TASK GOAL: Print the lines that run from the line with "161L338 214L371 229L381" to the line with "positive clicks: (726, 527)", keeping both end lines, exactly as they appear in the entries below, and nothing else.

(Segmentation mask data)
****
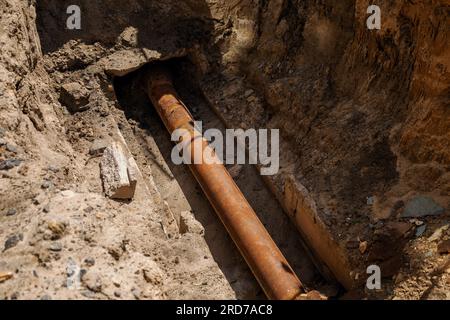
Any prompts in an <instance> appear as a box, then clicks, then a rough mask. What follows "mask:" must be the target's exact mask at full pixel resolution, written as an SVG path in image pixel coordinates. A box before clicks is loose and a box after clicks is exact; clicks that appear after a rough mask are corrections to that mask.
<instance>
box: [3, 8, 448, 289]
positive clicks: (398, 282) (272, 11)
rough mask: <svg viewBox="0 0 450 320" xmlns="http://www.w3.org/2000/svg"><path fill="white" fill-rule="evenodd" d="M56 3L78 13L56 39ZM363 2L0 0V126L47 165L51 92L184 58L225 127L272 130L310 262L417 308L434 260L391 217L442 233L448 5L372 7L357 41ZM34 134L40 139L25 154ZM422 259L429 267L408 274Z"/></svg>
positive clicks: (101, 86) (60, 20)
mask: <svg viewBox="0 0 450 320" xmlns="http://www.w3.org/2000/svg"><path fill="white" fill-rule="evenodd" d="M69 4H78V5H80V7H81V8H82V10H83V18H82V25H83V28H82V30H80V31H70V30H67V29H66V28H65V18H66V15H65V14H64V10H65V8H66V7H67V5H69ZM368 5H369V2H368V1H359V0H357V1H350V0H346V1H340V2H339V3H338V4H337V3H336V2H335V1H327V0H320V1H319V0H317V1H296V0H273V1H262V0H261V1H256V0H245V1H209V0H206V1H187V0H186V1H164V2H160V1H139V0H133V1H128V2H127V3H123V2H121V1H112V0H110V1H107V0H105V1H96V2H95V3H94V2H92V1H81V0H80V1H52V0H43V1H38V2H37V3H36V2H35V1H25V0H22V1H19V0H1V1H0V7H1V9H0V10H2V18H1V24H0V31H1V32H0V41H1V44H2V46H3V47H2V51H1V53H0V62H1V63H0V77H1V78H0V84H1V85H2V95H1V96H0V102H1V107H2V112H1V115H0V117H1V120H2V127H5V128H6V129H8V130H13V129H14V130H17V134H18V136H21V137H22V138H21V140H22V141H21V142H19V144H20V143H22V145H23V147H24V149H27V150H28V147H29V150H35V151H34V153H35V155H34V156H35V157H37V158H45V157H48V155H45V153H44V152H43V151H42V150H41V149H35V147H34V145H36V144H37V145H39V141H45V140H46V139H45V136H46V135H51V134H54V132H56V131H57V130H60V127H58V125H57V124H56V120H55V119H54V118H53V117H54V115H53V109H54V108H55V105H58V104H59V101H58V99H59V94H60V92H61V91H60V90H61V85H63V84H64V83H65V82H70V81H80V82H85V83H89V81H90V80H91V79H89V77H91V76H92V77H94V78H96V79H100V81H99V83H100V85H101V88H102V90H103V89H106V91H107V88H108V83H110V81H111V78H112V77H114V76H117V75H124V74H126V73H129V72H131V71H134V70H136V69H137V68H139V67H141V66H143V65H144V64H145V63H147V62H149V61H152V60H157V59H161V58H163V59H168V58H171V57H178V56H183V55H187V56H188V57H189V58H190V60H191V61H192V63H193V64H194V65H195V66H196V69H195V70H196V72H195V73H193V76H194V75H195V76H196V79H195V81H196V82H198V85H199V87H200V88H201V90H203V92H204V94H205V96H206V97H207V98H208V100H209V101H210V103H211V105H212V107H213V108H214V109H215V110H216V111H217V113H218V114H220V116H221V117H222V118H223V120H224V122H225V123H226V124H227V125H228V126H231V127H242V128H248V127H265V128H267V127H269V128H280V129H281V133H282V137H283V141H282V153H283V150H289V152H287V151H286V152H285V154H284V155H283V154H282V168H281V171H280V173H279V174H278V175H277V176H275V177H272V178H269V179H268V183H269V185H270V186H271V187H272V188H273V191H274V193H275V194H276V195H277V196H278V198H279V199H280V202H281V203H282V204H283V205H284V206H285V209H286V211H287V213H288V214H290V215H291V218H292V220H293V221H294V223H297V224H298V226H297V227H298V228H299V230H300V232H303V233H304V234H303V236H304V237H306V238H307V240H310V241H315V242H316V241H321V239H322V240H323V238H324V237H325V238H326V241H327V242H329V246H325V248H323V249H320V248H318V247H319V246H318V245H317V244H316V245H314V244H311V243H310V245H311V247H312V251H315V252H313V254H316V255H317V256H318V260H321V261H322V262H323V261H324V260H325V264H326V265H327V266H328V268H330V269H331V272H332V273H334V275H335V276H336V277H337V278H338V279H339V280H340V281H341V283H344V285H345V286H346V287H347V288H349V289H350V288H353V287H358V286H359V285H360V284H361V283H363V282H364V281H363V280H365V276H364V275H365V268H366V267H367V265H369V264H372V263H377V264H380V265H381V266H382V269H383V270H386V273H385V276H387V277H389V279H391V280H393V284H392V285H393V287H389V288H388V289H386V292H384V293H383V294H382V295H384V296H392V295H395V294H398V295H400V296H403V297H419V296H420V294H422V293H423V291H426V289H427V288H428V287H429V281H430V280H429V278H430V277H429V276H428V274H429V273H431V272H432V271H433V270H435V269H436V268H439V266H441V264H442V261H443V258H442V257H441V256H439V255H438V254H437V253H436V252H435V251H436V245H437V243H434V242H432V241H428V240H427V239H425V238H417V237H415V235H414V232H415V229H416V227H418V226H416V225H415V224H417V222H415V221H413V222H412V221H411V219H406V218H402V214H403V212H404V210H405V208H407V207H408V205H409V203H410V202H411V201H412V200H414V199H415V198H417V197H427V199H430V198H431V199H432V201H433V202H434V204H435V205H436V206H438V207H439V208H442V209H443V211H442V210H441V211H440V212H443V213H442V214H441V215H439V216H436V217H424V218H420V219H419V220H420V222H421V223H424V224H426V225H427V231H426V235H427V236H430V235H431V234H433V232H435V231H436V230H438V229H439V228H441V227H442V226H445V225H446V223H448V213H449V212H448V209H449V207H450V197H449V191H450V172H449V168H450V153H449V150H450V114H449V112H450V107H449V94H450V92H449V86H448V85H449V82H450V76H449V67H450V66H449V61H450V57H449V55H450V50H449V48H448V42H449V41H448V40H449V31H448V27H447V26H448V25H449V10H450V7H449V6H448V4H446V1H437V0H436V1H432V0H430V1H422V0H421V1H415V2H414V3H413V2H406V3H404V2H395V3H392V2H391V1H384V0H380V1H378V3H377V5H379V6H380V8H381V10H382V28H381V30H379V31H377V30H372V31H370V30H368V29H367V28H366V24H365V23H366V18H367V16H368V15H367V13H366V9H367V7H368ZM42 59H44V62H42V61H43V60H42ZM39 61H41V63H39ZM86 74H87V75H86ZM30 75H31V76H30ZM83 77H85V78H84V79H83ZM24 79H25V80H24ZM69 80H70V81H69ZM96 81H97V80H96ZM111 98H112V99H113V98H114V97H112V96H111ZM99 109H101V108H99ZM56 112H57V113H58V112H62V111H58V108H56ZM53 125H54V126H56V127H52V126H53ZM35 130H37V131H38V132H41V134H42V136H38V138H37V139H39V141H38V142H36V141H34V142H29V141H28V138H27V137H30V136H33V135H34V133H35ZM55 130H56V131H55ZM30 143H32V144H33V146H28V147H27V144H30ZM30 152H31V151H30ZM31 153H32V152H31ZM292 186H297V187H295V188H294V191H292V192H294V193H296V194H297V193H298V194H299V195H298V197H299V199H303V200H302V201H303V202H305V201H306V200H304V199H307V201H306V202H307V204H306V205H304V206H300V207H299V210H298V211H300V212H297V207H296V206H297V203H298V202H299V201H300V200H298V199H297V198H296V199H297V200H295V201H294V202H295V203H296V204H295V205H292V203H290V200H289V199H291V198H292V193H291V191H289V190H291V188H292ZM292 201H293V200H292ZM4 203H7V202H6V200H5V202H2V205H3V204H4ZM292 206H294V207H295V208H291V207H292ZM4 207H5V208H6V207H7V206H6V205H4ZM305 208H312V209H311V213H308V212H307V211H308V210H309V209H308V210H307V209H305ZM305 212H307V213H308V214H310V215H311V218H310V219H306V222H305V220H303V217H304V216H302V215H304V214H307V213H305ZM317 221H318V222H317ZM302 223H303V224H302ZM305 223H306V224H308V223H311V227H310V228H308V227H305ZM309 229H310V231H308V230H309ZM446 230H447V229H446ZM319 231H320V232H319ZM308 232H310V233H311V235H313V234H316V237H314V236H310V237H311V238H309V237H308V234H309V233H308ZM321 232H323V233H321ZM305 233H307V234H305ZM317 234H319V235H321V236H320V237H318V236H317ZM442 237H443V238H442V239H443V240H445V239H446V238H445V237H446V235H445V232H444V235H442ZM399 239H402V240H401V241H400V240H399ZM399 243H400V244H399ZM413 247H419V248H420V250H419V251H420V252H419V253H417V252H412V251H414V250H412V248H413ZM330 250H333V252H336V255H337V256H334V255H330ZM430 250H431V252H432V255H431V256H428V258H427V260H428V262H429V263H428V264H427V265H426V266H422V265H419V263H418V261H420V260H421V259H422V258H421V257H423V256H422V255H423V254H426V255H429V252H430ZM317 251H319V253H317ZM327 260H328V261H327ZM399 272H400V273H399ZM398 274H406V275H407V276H406V279H407V280H405V281H399V280H397V278H398V277H397V276H398ZM392 276H394V277H393V278H392ZM412 277H416V278H418V279H422V280H420V281H419V280H414V281H413V282H417V281H419V282H420V283H421V284H420V285H419V288H418V289H417V290H416V289H410V288H411V283H410V282H408V281H409V280H408V279H412ZM421 277H422V278H421ZM445 281H447V280H446V279H445V278H440V280H439V279H438V280H437V283H434V282H433V285H434V286H435V287H438V288H439V287H440V286H441V287H442V284H443V283H445ZM411 292H413V293H411ZM439 294H441V295H442V294H444V295H445V292H444V293H439ZM439 294H437V295H439ZM447 297H448V296H447Z"/></svg>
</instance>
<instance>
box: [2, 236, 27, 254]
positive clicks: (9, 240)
mask: <svg viewBox="0 0 450 320" xmlns="http://www.w3.org/2000/svg"><path fill="white" fill-rule="evenodd" d="M22 240H23V234H14V235H11V236H9V237H8V239H6V241H5V248H4V249H3V251H6V250H8V249H11V248H13V247H15V246H17V244H18V243H19V242H20V241H22Z"/></svg>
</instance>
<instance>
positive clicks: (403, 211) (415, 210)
mask: <svg viewBox="0 0 450 320" xmlns="http://www.w3.org/2000/svg"><path fill="white" fill-rule="evenodd" d="M444 211H445V210H444V208H442V207H441V206H440V205H439V204H437V203H436V202H435V201H434V200H433V199H432V198H430V197H427V196H417V197H415V198H413V199H411V200H410V201H409V202H408V203H407V204H406V206H405V210H404V211H403V213H402V214H401V217H402V218H411V217H412V218H414V217H425V216H437V215H441V214H442V213H444Z"/></svg>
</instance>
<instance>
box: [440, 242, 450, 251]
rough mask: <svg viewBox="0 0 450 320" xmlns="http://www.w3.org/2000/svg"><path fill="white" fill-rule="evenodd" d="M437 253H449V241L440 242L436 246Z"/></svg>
mask: <svg viewBox="0 0 450 320" xmlns="http://www.w3.org/2000/svg"><path fill="white" fill-rule="evenodd" d="M438 252H439V254H447V253H450V239H449V240H445V241H442V242H441V243H439V245H438Z"/></svg>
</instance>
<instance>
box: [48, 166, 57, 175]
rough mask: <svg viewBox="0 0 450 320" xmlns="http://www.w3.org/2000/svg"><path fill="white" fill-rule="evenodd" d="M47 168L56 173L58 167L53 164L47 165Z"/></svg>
mask: <svg viewBox="0 0 450 320" xmlns="http://www.w3.org/2000/svg"><path fill="white" fill-rule="evenodd" d="M47 170H48V171H51V172H53V173H57V172H59V167H58V166H55V165H49V166H48V167H47Z"/></svg>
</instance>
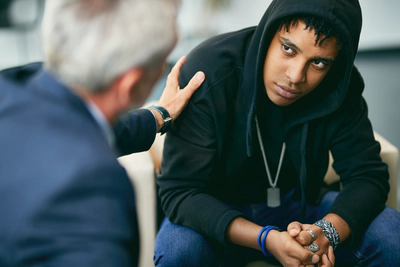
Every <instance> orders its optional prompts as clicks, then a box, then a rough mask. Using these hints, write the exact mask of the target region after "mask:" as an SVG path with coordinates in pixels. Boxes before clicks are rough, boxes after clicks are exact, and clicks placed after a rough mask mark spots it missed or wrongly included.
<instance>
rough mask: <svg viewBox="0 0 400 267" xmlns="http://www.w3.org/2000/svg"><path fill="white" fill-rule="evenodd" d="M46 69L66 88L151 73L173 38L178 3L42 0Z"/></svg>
mask: <svg viewBox="0 0 400 267" xmlns="http://www.w3.org/2000/svg"><path fill="white" fill-rule="evenodd" d="M46 2H47V3H46V9H45V16H44V19H43V23H42V33H43V49H44V55H45V67H46V68H47V69H48V70H49V71H50V72H52V73H53V74H54V75H55V76H56V77H57V78H58V79H60V80H61V81H62V82H64V83H65V84H67V85H69V86H71V87H78V88H81V89H84V90H87V91H90V92H101V91H104V90H106V89H107V88H109V86H111V84H112V82H113V81H115V79H117V78H118V77H119V76H121V75H122V74H123V73H125V72H126V71H128V70H130V69H132V68H134V67H141V68H146V69H151V68H152V67H154V66H157V65H158V64H161V63H162V61H164V60H165V58H166V57H167V55H168V54H169V52H170V51H171V50H172V48H173V47H174V45H175V43H176V39H177V33H176V31H177V29H176V27H177V26H176V16H177V12H178V4H179V0H47V1H46Z"/></svg>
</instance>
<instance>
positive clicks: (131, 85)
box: [114, 68, 143, 107]
mask: <svg viewBox="0 0 400 267" xmlns="http://www.w3.org/2000/svg"><path fill="white" fill-rule="evenodd" d="M142 77H143V70H142V69H140V68H133V69H131V70H129V71H127V72H125V73H124V74H123V75H122V76H121V77H120V78H119V79H118V80H117V81H116V83H115V84H114V86H115V87H116V88H115V89H116V91H117V95H116V96H117V98H118V99H117V101H118V103H119V104H120V105H122V106H123V107H127V106H130V105H131V102H132V95H133V93H132V92H133V90H135V87H136V86H137V85H138V84H139V83H140V80H141V79H142Z"/></svg>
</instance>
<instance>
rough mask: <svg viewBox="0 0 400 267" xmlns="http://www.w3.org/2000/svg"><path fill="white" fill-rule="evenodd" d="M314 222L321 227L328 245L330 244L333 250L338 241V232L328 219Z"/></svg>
mask: <svg viewBox="0 0 400 267" xmlns="http://www.w3.org/2000/svg"><path fill="white" fill-rule="evenodd" d="M314 224H315V225H317V226H319V227H321V228H322V231H323V232H324V234H325V236H326V237H327V238H328V239H329V245H330V246H332V248H333V250H335V249H336V247H337V246H338V245H339V243H340V237H339V233H338V232H337V230H336V228H335V227H334V226H333V225H332V224H331V223H330V222H329V221H327V220H324V219H322V220H319V221H317V222H315V223H314Z"/></svg>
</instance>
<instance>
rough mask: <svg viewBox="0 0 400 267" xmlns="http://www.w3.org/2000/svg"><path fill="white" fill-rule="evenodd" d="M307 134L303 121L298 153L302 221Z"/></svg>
mask: <svg viewBox="0 0 400 267" xmlns="http://www.w3.org/2000/svg"><path fill="white" fill-rule="evenodd" d="M307 135H308V123H307V122H306V123H304V125H303V129H302V132H301V143H300V155H301V166H300V188H301V219H302V221H303V222H304V218H305V215H306V182H307V163H306V144H307Z"/></svg>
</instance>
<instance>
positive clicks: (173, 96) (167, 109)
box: [158, 56, 205, 121]
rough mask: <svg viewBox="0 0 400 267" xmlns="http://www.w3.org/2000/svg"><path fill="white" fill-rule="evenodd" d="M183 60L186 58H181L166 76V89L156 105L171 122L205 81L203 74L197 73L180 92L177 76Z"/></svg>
mask: <svg viewBox="0 0 400 267" xmlns="http://www.w3.org/2000/svg"><path fill="white" fill-rule="evenodd" d="M185 60H186V56H183V57H181V58H180V59H179V60H178V61H177V62H176V64H175V65H174V67H173V68H172V69H171V72H170V73H169V74H168V78H167V82H166V87H165V88H164V91H163V93H162V94H161V97H160V100H159V103H158V105H160V106H162V107H164V108H165V109H166V110H167V111H168V112H169V114H170V116H171V118H172V121H175V119H176V118H177V117H178V116H179V115H180V114H181V112H182V111H183V109H184V108H185V106H186V105H187V103H188V102H189V100H190V98H191V97H192V95H193V93H194V92H195V91H196V90H197V89H198V88H199V87H200V86H201V84H202V83H203V81H204V80H205V74H204V73H203V72H201V71H199V72H197V73H196V74H195V75H194V76H193V77H192V78H191V79H190V81H189V83H188V84H187V85H186V87H185V88H184V89H183V90H180V86H179V74H180V71H181V68H182V66H183V64H184V63H185Z"/></svg>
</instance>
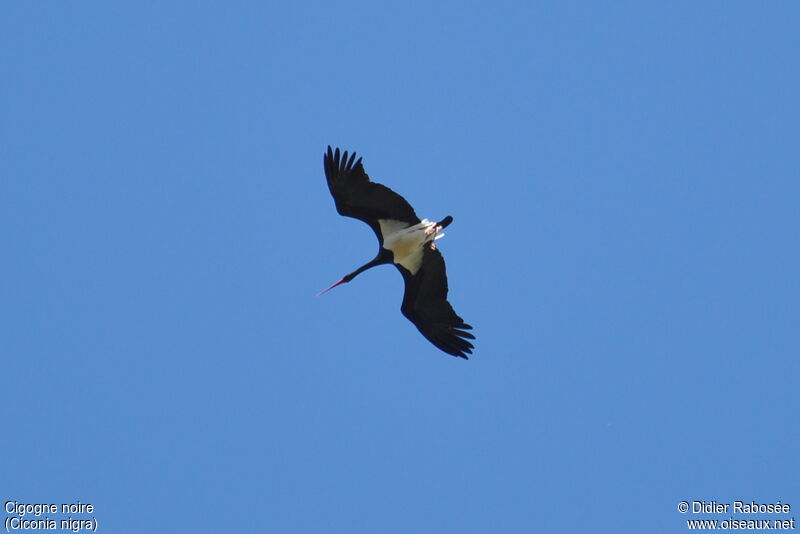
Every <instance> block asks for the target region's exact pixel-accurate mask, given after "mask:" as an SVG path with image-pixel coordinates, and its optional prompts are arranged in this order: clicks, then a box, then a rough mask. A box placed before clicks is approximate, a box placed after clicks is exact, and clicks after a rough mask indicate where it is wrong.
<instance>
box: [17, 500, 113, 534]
mask: <svg viewBox="0 0 800 534" xmlns="http://www.w3.org/2000/svg"><path fill="white" fill-rule="evenodd" d="M3 510H4V511H5V513H6V517H5V521H3V526H4V527H5V529H6V532H13V531H18V530H27V531H37V530H69V531H71V532H81V531H89V530H91V531H92V532H95V531H97V525H98V523H97V518H96V517H95V516H94V515H92V514H94V506H93V505H91V504H89V503H82V502H81V501H77V502H74V503H62V504H54V503H48V504H43V503H37V504H29V503H24V502H17V501H6V502H5V503H4V504H3ZM55 515H59V516H60V517H58V518H52V517H50V516H55ZM65 516H66V517H65Z"/></svg>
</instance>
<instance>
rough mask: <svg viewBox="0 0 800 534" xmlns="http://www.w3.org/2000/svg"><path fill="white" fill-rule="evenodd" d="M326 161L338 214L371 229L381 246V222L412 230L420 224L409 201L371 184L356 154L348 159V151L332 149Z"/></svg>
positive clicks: (333, 199)
mask: <svg viewBox="0 0 800 534" xmlns="http://www.w3.org/2000/svg"><path fill="white" fill-rule="evenodd" d="M322 160H323V164H324V166H325V177H326V178H327V180H328V189H330V191H331V195H332V196H333V200H334V201H335V202H336V211H338V212H339V214H340V215H344V216H346V217H353V218H356V219H360V220H362V221H364V222H365V223H367V224H368V225H370V227H371V228H372V229H373V230H374V231H375V234H376V235H377V236H378V241H381V244H382V243H383V238H382V236H381V232H380V226H379V224H378V219H386V220H395V221H399V222H402V223H407V224H408V225H409V226H410V225H413V224H417V223H419V222H420V220H419V217H417V214H416V213H414V208H412V207H411V205H410V204H409V203H408V202H407V201H406V199H404V198H403V197H401V196H400V195H398V194H397V193H395V192H394V191H392V190H391V189H389V188H388V187H386V186H385V185H381V184H378V183H375V182H372V181H370V179H369V176H367V173H366V172H364V165H363V164H362V163H361V158H358V160H357V161H356V154H355V152H353V154H352V155H350V157H349V159H348V154H347V151H345V152H344V154H340V153H339V149H338V148H337V149H336V151H334V150H332V149H331V147H330V146H329V147H328V152H327V153H326V154H325V155H324V156H323V158H322Z"/></svg>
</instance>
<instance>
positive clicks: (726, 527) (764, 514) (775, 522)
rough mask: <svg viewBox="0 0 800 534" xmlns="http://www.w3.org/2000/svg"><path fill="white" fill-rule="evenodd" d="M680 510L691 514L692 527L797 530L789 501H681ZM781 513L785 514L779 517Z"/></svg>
mask: <svg viewBox="0 0 800 534" xmlns="http://www.w3.org/2000/svg"><path fill="white" fill-rule="evenodd" d="M678 511H679V512H680V513H682V514H691V515H692V516H695V518H692V519H687V520H686V526H687V527H688V528H689V530H794V529H795V518H794V517H786V515H787V514H789V513H791V511H792V507H791V505H789V504H787V503H782V502H781V501H777V502H775V503H758V502H755V501H732V502H718V501H681V502H679V503H678ZM705 514H708V515H718V516H719V515H723V516H724V515H727V516H728V517H726V518H724V519H701V518H699V517H697V516H698V515H699V516H702V515H705ZM775 515H781V516H782V517H775Z"/></svg>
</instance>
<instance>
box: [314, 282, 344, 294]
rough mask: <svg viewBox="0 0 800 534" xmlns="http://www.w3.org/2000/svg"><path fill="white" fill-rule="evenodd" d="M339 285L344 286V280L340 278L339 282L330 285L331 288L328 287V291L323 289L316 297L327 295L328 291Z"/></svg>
mask: <svg viewBox="0 0 800 534" xmlns="http://www.w3.org/2000/svg"><path fill="white" fill-rule="evenodd" d="M340 284H344V278H342V279H341V280H339V281H338V282H336V283H335V284H333V285H332V286H331V287H329V288H328V289H323V290H322V291H320V292H319V293H317V296H318V297H319V296H320V295H324V294H325V293H327V292H328V291H330V290H331V289H333V288H334V287H336V286H338V285H340Z"/></svg>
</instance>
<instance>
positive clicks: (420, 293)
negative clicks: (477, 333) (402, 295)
****
RESPONSE AREA:
rough mask: <svg viewBox="0 0 800 534" xmlns="http://www.w3.org/2000/svg"><path fill="white" fill-rule="evenodd" d="M326 161L338 214L371 229L381 246V222L412 230L420 224L409 201L371 184L356 154L348 159V151L332 149Z"/></svg>
positive clicks: (333, 199)
mask: <svg viewBox="0 0 800 534" xmlns="http://www.w3.org/2000/svg"><path fill="white" fill-rule="evenodd" d="M322 160H323V164H324V166H325V177H326V178H327V180H328V189H330V191H331V195H332V196H333V200H334V201H335V202H336V211H338V212H339V214H340V215H344V216H346V217H353V218H356V219H360V220H362V221H364V222H365V223H367V224H368V225H370V227H371V228H372V229H373V230H374V231H375V234H376V235H377V236H378V241H381V244H382V243H383V238H382V236H381V232H380V226H379V224H378V219H386V220H395V221H399V222H402V223H407V224H408V225H409V226H410V225H413V224H417V223H419V222H420V220H419V217H417V214H416V213H414V208H412V207H411V205H410V204H409V203H408V202H407V201H406V199H404V198H403V197H401V196H400V195H398V194H397V193H395V192H394V191H392V190H391V189H389V188H388V187H386V186H385V185H381V184H378V183H375V182H372V181H370V179H369V176H367V173H366V172H364V165H363V164H362V163H361V158H358V160H357V161H356V154H355V152H353V154H352V155H350V157H349V159H348V154H347V151H345V152H344V154H340V153H339V149H338V148H337V149H336V151H334V150H332V149H331V147H330V146H329V147H328V152H327V153H326V154H325V155H324V156H323V158H322Z"/></svg>
</instance>
<instance>
positive clicks: (726, 527) (764, 514) (775, 522)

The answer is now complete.